*WHAT THE TASK REQUIRES*: Collect every line in the records below that contains the string "exact", matching case.
··········
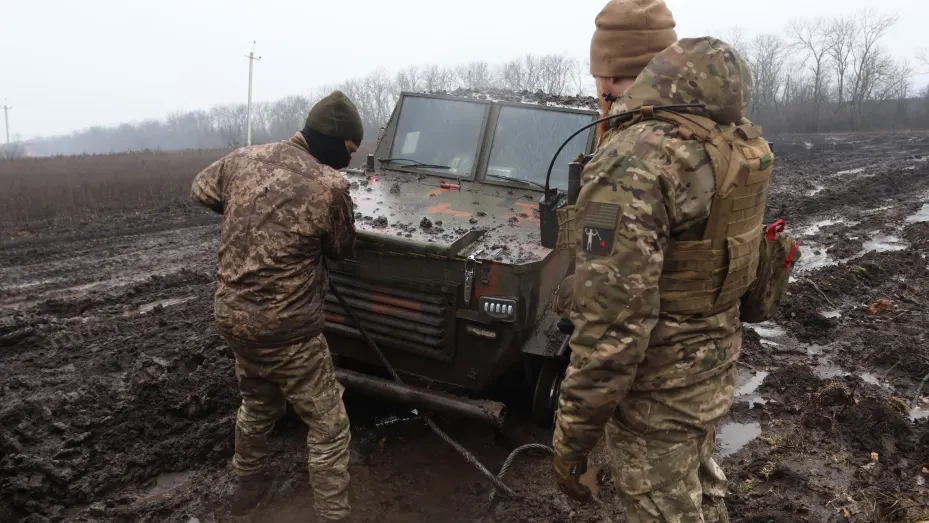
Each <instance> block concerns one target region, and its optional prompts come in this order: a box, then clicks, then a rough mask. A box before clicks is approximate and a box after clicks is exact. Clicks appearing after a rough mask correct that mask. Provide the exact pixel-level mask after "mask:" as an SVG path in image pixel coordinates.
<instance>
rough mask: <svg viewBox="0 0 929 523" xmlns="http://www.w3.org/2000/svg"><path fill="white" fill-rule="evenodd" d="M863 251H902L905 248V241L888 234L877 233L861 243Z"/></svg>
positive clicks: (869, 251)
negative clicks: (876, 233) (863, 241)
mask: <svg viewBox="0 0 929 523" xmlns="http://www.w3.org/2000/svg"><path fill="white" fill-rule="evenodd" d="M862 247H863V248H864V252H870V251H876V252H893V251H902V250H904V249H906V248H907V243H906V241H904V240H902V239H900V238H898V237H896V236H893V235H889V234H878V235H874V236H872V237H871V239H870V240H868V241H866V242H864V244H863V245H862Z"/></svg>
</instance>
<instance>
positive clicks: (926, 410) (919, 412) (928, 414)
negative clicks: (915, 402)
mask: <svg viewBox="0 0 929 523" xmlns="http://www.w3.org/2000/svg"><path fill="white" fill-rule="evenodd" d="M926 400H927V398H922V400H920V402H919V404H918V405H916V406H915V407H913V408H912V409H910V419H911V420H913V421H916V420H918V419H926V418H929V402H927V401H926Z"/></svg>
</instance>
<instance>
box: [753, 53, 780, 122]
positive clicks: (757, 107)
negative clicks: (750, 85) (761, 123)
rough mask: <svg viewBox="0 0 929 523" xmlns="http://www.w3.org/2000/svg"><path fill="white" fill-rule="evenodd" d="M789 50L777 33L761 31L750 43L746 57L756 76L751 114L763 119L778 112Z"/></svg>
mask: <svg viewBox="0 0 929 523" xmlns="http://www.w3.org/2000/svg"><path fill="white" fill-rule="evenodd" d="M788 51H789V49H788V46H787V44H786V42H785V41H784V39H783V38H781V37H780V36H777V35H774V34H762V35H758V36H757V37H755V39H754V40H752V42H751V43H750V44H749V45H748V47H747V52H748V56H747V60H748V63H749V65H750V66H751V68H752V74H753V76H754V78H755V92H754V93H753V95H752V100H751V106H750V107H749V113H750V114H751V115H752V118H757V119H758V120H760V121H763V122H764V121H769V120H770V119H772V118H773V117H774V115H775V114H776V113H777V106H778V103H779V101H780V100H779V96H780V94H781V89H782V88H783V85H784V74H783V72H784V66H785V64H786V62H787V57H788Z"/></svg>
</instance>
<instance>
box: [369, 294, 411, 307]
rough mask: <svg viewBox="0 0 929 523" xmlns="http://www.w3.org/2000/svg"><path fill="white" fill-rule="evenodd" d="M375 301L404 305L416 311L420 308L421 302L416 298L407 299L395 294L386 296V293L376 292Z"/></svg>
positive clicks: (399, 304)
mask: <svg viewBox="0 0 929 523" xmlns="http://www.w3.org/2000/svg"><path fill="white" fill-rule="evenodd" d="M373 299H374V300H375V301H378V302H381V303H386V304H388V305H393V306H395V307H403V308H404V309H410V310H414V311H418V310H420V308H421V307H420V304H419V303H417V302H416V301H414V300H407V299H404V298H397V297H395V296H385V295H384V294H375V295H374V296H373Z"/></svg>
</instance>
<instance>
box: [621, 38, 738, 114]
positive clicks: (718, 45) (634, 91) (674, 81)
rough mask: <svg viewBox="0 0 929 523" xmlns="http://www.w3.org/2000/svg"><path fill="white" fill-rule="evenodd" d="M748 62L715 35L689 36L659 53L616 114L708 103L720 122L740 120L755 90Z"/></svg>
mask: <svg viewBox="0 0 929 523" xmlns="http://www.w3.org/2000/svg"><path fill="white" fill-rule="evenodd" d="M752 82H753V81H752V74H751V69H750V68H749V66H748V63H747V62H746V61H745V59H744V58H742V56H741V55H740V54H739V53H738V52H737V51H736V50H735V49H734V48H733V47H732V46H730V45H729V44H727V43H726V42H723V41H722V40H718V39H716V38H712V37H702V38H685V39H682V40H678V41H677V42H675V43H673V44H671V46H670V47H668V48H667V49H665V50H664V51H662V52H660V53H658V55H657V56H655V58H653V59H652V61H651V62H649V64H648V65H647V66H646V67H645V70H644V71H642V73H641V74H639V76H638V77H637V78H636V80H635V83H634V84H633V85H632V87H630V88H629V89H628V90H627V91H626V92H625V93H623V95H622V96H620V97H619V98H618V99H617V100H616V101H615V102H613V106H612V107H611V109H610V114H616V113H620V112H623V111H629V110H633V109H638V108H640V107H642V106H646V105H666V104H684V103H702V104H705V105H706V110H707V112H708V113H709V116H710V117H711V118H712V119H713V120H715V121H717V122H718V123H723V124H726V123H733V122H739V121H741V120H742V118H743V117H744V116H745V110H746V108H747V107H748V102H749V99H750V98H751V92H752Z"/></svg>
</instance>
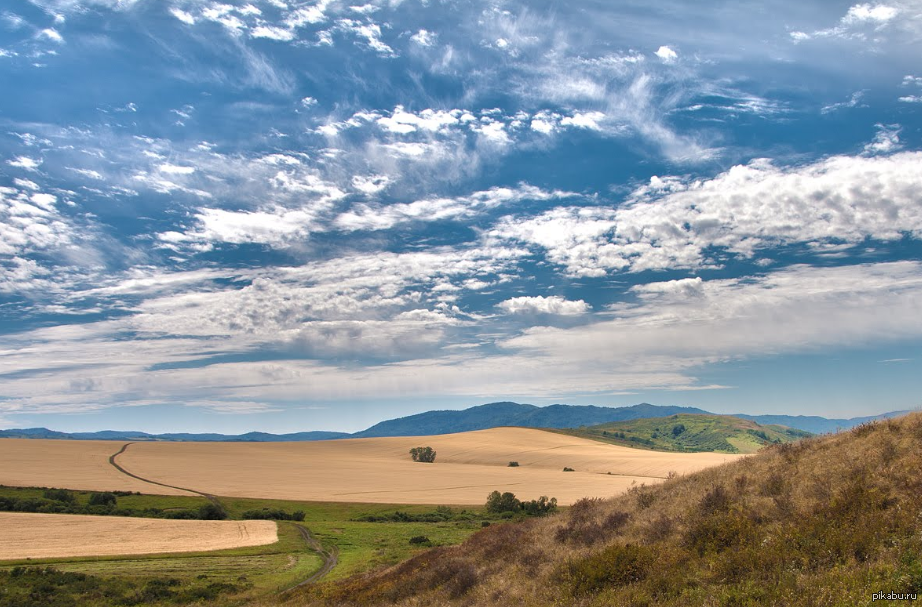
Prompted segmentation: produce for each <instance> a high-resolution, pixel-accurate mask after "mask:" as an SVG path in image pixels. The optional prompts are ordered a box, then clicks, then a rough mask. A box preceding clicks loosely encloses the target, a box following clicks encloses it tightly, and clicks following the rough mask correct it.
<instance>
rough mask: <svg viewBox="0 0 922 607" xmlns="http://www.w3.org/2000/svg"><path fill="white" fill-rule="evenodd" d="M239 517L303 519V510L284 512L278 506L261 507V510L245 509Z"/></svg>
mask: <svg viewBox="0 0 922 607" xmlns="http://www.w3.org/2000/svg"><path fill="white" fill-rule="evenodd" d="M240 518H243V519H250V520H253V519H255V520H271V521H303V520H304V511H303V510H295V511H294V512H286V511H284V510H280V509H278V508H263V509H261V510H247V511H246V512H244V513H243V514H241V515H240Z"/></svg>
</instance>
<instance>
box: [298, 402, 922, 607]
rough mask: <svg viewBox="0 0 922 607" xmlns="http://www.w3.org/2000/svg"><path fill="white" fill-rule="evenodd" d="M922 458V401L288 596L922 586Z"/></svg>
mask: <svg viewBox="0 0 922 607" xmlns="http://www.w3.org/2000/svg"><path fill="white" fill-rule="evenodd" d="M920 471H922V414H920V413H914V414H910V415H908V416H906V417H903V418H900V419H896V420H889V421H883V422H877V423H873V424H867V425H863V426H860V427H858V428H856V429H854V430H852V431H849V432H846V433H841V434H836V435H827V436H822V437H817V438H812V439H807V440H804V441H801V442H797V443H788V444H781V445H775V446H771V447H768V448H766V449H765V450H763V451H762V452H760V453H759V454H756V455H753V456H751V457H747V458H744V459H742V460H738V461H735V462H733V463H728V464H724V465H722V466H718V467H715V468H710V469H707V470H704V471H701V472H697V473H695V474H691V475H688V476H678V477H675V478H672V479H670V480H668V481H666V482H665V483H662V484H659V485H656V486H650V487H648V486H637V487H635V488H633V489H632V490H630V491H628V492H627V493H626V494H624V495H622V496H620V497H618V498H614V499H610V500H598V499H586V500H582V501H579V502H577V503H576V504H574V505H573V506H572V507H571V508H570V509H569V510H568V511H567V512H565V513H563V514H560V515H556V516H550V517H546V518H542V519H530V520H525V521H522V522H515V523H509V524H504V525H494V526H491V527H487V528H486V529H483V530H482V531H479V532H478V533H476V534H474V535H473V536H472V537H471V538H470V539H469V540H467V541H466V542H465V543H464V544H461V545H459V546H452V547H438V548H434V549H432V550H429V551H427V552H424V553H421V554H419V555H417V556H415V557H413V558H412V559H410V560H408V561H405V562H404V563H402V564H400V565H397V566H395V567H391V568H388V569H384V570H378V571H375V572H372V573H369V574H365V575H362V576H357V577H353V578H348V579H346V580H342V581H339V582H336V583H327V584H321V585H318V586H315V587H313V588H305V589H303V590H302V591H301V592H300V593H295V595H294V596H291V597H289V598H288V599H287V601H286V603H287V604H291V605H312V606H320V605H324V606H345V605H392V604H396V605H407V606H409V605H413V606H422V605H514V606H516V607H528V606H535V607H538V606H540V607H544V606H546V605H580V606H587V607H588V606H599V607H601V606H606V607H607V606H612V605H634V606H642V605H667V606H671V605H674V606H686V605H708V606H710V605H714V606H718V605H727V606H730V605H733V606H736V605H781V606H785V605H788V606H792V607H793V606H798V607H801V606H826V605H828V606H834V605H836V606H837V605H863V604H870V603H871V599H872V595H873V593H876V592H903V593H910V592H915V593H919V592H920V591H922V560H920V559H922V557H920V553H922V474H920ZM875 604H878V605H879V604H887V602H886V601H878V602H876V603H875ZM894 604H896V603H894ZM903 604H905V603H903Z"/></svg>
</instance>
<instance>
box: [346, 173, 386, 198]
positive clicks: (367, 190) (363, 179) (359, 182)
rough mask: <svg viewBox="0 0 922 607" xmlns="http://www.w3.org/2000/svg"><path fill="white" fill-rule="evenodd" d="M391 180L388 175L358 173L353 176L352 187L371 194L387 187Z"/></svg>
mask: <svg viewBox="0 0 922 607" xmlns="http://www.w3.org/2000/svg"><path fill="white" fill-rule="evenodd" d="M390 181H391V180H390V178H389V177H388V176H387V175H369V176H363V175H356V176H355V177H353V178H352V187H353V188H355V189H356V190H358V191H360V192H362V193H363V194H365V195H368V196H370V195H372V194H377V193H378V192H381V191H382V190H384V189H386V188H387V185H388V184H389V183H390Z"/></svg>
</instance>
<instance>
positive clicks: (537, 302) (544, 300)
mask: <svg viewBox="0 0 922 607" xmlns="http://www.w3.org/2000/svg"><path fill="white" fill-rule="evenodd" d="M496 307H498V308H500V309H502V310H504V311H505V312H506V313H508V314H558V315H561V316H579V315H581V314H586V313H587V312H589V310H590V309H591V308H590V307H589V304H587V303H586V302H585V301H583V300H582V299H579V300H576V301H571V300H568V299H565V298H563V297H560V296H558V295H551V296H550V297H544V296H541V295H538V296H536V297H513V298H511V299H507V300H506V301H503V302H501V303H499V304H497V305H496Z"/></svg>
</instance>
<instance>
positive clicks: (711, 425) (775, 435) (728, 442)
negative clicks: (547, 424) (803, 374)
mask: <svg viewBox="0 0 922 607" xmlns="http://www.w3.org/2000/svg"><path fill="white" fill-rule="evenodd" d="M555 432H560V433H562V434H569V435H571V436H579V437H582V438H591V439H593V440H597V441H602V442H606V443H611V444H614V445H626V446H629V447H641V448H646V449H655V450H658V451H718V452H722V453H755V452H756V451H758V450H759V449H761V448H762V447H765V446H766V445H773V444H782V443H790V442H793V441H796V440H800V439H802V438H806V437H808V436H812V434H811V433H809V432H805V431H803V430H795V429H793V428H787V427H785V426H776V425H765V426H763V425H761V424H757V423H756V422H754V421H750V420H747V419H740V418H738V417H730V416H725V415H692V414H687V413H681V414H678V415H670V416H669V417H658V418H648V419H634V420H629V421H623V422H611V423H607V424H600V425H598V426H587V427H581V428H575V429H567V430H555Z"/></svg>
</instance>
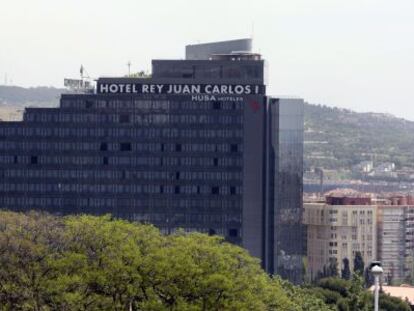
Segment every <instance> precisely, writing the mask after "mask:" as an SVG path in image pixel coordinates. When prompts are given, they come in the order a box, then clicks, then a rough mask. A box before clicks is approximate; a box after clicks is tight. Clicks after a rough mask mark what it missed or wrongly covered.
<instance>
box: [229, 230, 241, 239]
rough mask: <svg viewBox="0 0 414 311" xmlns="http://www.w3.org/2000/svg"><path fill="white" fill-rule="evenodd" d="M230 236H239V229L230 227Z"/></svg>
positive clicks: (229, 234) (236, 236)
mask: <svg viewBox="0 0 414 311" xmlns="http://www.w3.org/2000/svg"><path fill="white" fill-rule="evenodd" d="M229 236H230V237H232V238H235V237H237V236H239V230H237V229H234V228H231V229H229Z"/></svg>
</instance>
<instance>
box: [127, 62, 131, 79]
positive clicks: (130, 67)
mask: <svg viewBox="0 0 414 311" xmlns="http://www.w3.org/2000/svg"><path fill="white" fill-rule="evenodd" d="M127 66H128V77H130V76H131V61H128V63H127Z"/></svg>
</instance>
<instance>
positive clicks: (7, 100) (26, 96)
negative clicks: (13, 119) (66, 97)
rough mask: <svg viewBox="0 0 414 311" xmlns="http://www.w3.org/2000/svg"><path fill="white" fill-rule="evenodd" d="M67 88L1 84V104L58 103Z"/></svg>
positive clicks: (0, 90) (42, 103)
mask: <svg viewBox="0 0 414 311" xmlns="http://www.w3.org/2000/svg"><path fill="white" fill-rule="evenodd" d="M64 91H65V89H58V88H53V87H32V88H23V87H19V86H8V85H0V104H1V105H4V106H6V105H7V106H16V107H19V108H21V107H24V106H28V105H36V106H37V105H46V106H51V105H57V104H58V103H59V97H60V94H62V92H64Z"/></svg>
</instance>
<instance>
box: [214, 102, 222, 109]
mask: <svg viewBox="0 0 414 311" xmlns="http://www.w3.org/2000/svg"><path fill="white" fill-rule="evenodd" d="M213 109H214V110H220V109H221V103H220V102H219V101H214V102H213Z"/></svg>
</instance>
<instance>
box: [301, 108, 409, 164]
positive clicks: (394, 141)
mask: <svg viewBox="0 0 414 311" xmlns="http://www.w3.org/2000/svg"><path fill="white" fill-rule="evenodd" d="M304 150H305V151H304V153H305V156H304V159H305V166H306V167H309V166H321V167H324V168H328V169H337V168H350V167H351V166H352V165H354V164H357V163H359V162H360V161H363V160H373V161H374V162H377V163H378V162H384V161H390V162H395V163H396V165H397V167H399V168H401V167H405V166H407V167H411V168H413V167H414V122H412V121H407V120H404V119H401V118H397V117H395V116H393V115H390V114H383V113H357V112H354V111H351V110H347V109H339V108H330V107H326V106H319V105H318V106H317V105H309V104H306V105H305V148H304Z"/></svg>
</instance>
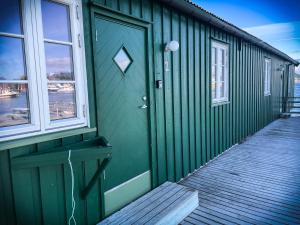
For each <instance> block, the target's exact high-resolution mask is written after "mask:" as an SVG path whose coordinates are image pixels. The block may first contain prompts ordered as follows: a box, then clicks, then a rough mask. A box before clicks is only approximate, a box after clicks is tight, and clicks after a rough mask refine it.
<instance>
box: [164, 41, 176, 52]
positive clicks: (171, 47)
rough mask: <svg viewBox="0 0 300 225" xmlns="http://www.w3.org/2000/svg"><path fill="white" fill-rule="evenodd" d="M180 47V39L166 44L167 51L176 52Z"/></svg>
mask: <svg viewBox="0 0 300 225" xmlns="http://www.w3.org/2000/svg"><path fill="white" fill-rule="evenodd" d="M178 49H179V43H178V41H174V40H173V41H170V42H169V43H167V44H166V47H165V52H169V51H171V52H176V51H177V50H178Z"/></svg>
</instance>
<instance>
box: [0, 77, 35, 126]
··········
*WRITTEN SOLUTION*:
Each <instance> block concerns one target region, and its optional prompts come in this order: a box, then clicks, then a rough mask. A box before clicks is approximate and a box after clicks is exact. Clicks appearing after a rough mask correct that mask. Provide the exact pixel-level mask after "mask:" as an SVG path in image pixel coordinates.
For each <instance> block, the target's exact high-resolution mask is written after "mask:" as an SVG path whose coordinates are image pixels. The block may first contain prompts ordered as follows: a box, then clicks, then a rough mask. A box before clicks is only approximate, a box after clicks is tight, and clicks after a rough mask refine it.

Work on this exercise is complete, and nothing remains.